## START RAW RECORDS

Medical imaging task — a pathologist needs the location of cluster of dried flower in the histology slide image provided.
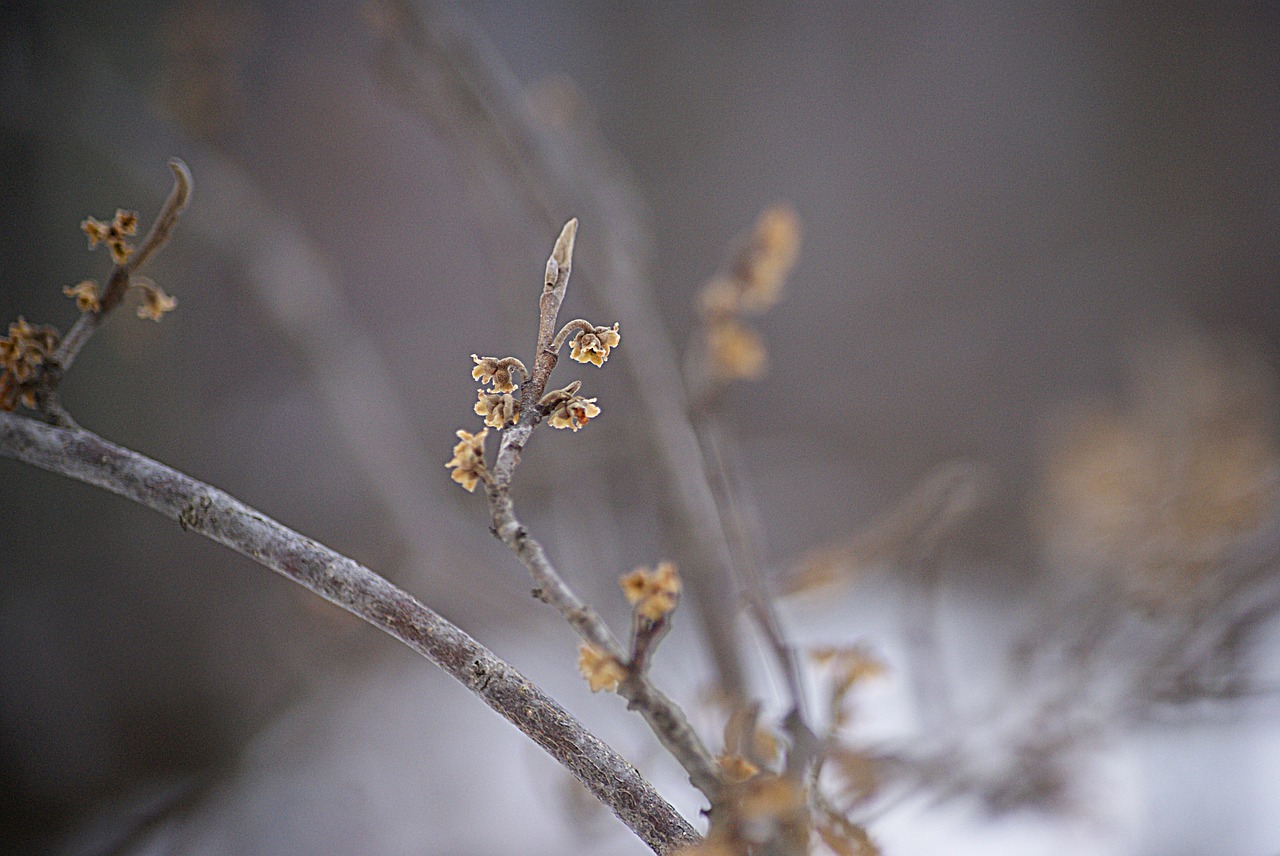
[444,429,489,493]
[444,299,622,481]
[0,316,61,411]
[81,209,138,265]
[0,186,189,412]
[698,205,800,383]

## END RAW RECORDS

Please copy out the material with "pressed petals" substituted for "dried flower", keeping everything else the same and leaving out the pictures.

Medical imaging task — a pathologist needs the location of cluster of pressed petals in the histology slide image provided.
[444,429,489,493]
[444,299,622,481]
[0,316,61,411]
[81,209,138,265]
[0,186,189,412]
[698,205,800,383]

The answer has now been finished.